TEXT SECTION »
Gov. Brad Little’s decision Monday to move Idaho back to a stricter stage of COVID-19 protections provoked a mix of reactions from other political leaders, with one Democratic senator saying he hadn’t done enough while some Republicans criticized Little from the right, accusing him of overreach and promising to defy him.
Lt. Gov. Janice McGeachin, who for months has been publicly critical of Little’s response to coronavirus and argued for a less regulated approach, said she was “disappointed that the governor believes our state needs to impose more restrictions on our already struggling businesses and limit the choice of individuals regarding their gatherings.”
“Respecting individual liberty and property rights must remain the foundation of all policy decisions in our state,” McGeachin wrote on Facebook. “Instead of working with stakeholders to implement strategies to expand our treatment capacity, our state is moving towards more top-down control over our businesses and citizens. We should be supporting Main Street right now, not adopting the draconian tactics of liberal municipalities that have only proven to make matters worse.”
Rep. Chad Christensen, R-Ammon, who similarly has been criticizing Little’s response to COVID-19 as overly heavy-handed for months and this spring encouraged businesses to reopen early in defiance of Little’s stay-home order, told people to go about their lives as they see fit.
“Government has no authority to tell you how large of a gathering you can accommodate or be involved with,” he said. “Government has no authority to tell you how far to be away from someone. Government has no authority to tell you whether you can assemble peacefully or not. Government has no authority to tell a business what to do.”

DIRECTIONS » Reproduce the article on reactions to Idaho's COVID-19 restrictions between "Rep. Chad Christensen, R-Ammon, who" and "they see fit.", inclusive, replacing "stay-home order" with "shelter-in-place order".

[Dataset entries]
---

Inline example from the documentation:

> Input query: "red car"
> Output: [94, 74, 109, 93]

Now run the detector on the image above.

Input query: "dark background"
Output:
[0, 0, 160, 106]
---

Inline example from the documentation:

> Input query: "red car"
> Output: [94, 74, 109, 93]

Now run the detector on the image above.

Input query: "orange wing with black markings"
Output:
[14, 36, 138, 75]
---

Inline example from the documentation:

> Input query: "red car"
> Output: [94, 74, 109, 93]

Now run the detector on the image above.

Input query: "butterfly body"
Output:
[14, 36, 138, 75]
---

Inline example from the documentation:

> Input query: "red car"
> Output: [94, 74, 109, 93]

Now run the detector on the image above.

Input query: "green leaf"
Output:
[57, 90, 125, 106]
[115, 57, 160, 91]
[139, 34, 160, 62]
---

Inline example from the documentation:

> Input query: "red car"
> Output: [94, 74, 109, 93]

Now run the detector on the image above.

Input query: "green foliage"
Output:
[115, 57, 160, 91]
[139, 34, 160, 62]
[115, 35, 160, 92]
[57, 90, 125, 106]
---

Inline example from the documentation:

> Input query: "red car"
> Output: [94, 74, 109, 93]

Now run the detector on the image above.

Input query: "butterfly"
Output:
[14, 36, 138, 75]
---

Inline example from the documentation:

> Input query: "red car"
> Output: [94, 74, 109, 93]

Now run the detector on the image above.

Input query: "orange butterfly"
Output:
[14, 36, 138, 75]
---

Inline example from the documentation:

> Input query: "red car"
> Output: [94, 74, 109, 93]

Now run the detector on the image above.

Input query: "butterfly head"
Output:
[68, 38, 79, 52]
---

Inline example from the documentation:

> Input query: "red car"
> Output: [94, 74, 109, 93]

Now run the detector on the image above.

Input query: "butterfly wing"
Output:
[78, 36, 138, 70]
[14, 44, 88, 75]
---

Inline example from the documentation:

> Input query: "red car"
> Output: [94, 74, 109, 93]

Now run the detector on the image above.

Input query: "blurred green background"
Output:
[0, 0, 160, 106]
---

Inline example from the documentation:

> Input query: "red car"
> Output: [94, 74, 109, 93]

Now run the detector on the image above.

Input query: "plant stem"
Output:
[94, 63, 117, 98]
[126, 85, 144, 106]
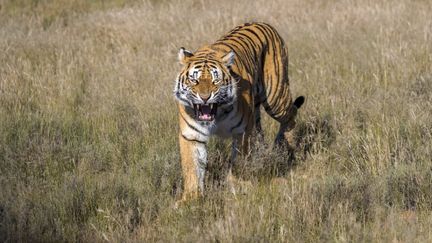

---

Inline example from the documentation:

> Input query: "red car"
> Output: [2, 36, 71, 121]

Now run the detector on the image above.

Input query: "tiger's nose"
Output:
[200, 95, 210, 104]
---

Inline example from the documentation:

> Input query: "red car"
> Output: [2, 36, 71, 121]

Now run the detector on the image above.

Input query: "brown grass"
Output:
[0, 0, 432, 242]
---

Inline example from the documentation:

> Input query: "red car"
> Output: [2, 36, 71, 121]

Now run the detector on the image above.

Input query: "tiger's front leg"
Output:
[179, 110, 208, 202]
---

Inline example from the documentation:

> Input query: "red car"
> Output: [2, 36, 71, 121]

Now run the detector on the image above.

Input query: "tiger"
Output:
[174, 22, 305, 201]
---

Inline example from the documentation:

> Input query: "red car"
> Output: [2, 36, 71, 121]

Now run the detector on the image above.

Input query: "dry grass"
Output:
[0, 0, 432, 242]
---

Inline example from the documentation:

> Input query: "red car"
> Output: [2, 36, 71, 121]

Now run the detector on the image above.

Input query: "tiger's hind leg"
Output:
[275, 96, 304, 152]
[263, 42, 304, 152]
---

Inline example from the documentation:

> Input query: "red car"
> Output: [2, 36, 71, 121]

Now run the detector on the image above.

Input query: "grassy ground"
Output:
[0, 0, 432, 242]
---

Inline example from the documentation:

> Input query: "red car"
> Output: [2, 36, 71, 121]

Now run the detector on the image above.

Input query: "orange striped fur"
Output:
[174, 23, 304, 200]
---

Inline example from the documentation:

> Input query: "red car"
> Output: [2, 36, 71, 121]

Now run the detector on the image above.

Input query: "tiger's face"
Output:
[174, 48, 236, 122]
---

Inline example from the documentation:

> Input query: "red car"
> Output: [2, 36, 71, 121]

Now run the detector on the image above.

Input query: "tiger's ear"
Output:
[178, 47, 193, 64]
[222, 51, 235, 67]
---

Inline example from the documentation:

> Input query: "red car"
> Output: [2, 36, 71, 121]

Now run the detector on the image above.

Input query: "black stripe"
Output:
[182, 134, 206, 144]
[180, 113, 208, 136]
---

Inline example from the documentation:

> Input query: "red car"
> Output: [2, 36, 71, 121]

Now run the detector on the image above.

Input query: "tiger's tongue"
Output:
[199, 105, 212, 121]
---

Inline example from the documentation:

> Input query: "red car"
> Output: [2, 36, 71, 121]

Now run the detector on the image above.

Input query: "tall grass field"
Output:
[0, 0, 432, 242]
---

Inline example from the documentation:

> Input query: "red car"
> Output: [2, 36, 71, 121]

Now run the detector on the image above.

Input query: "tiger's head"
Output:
[174, 47, 237, 122]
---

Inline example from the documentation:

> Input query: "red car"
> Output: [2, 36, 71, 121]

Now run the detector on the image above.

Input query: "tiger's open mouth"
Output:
[194, 103, 217, 121]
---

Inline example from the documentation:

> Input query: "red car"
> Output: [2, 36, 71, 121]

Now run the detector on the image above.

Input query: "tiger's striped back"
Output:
[174, 23, 304, 202]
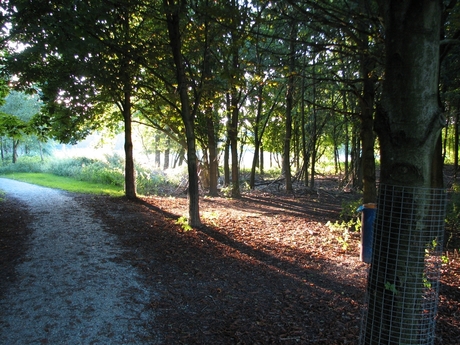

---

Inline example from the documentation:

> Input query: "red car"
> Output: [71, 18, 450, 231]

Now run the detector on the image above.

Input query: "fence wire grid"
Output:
[360, 184, 446, 345]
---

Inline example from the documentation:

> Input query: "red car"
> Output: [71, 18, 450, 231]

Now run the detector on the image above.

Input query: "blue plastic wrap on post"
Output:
[358, 203, 377, 263]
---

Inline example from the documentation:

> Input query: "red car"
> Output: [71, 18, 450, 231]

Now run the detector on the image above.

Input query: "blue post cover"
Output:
[358, 204, 377, 263]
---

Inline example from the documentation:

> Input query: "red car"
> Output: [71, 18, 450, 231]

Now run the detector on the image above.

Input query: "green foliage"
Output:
[0, 173, 124, 196]
[0, 156, 46, 174]
[326, 200, 362, 250]
[444, 183, 460, 250]
[176, 216, 193, 231]
[136, 168, 168, 195]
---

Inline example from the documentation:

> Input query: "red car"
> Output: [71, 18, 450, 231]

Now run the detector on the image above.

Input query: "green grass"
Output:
[2, 173, 124, 196]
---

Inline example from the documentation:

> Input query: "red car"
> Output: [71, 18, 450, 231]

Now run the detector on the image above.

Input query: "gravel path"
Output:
[0, 178, 159, 345]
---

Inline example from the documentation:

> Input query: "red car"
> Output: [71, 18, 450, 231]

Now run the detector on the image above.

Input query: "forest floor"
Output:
[0, 178, 460, 345]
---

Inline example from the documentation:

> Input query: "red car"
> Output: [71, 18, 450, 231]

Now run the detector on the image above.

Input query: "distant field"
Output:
[0, 173, 124, 196]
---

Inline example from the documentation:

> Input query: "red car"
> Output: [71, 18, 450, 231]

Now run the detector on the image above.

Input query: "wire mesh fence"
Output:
[360, 184, 446, 345]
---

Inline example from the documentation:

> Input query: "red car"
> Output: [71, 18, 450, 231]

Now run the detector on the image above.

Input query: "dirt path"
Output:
[0, 178, 159, 345]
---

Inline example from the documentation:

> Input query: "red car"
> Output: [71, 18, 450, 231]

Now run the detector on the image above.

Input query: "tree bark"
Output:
[361, 0, 443, 345]
[283, 21, 297, 192]
[163, 0, 201, 227]
[123, 91, 137, 200]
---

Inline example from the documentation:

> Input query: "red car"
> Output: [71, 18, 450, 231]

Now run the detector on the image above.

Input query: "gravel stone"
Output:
[0, 178, 161, 345]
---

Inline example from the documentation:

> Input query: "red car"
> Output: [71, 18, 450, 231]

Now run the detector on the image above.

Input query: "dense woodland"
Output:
[2, 0, 459, 206]
[0, 0, 460, 344]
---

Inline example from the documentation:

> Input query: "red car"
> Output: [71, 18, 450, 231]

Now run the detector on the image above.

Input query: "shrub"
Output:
[0, 156, 46, 174]
[444, 184, 460, 250]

SOLUTION FOR THIS PROBLEM »
Rep. Chad Christensen, R-Ammon, who similarly has been criticizing Little’s response to COVID-19 as overly heavy-handed for months and this spring encouraged businesses to reopen early in defiance of Little’s shelter-in-place order, told people to go about their lives as they see fit.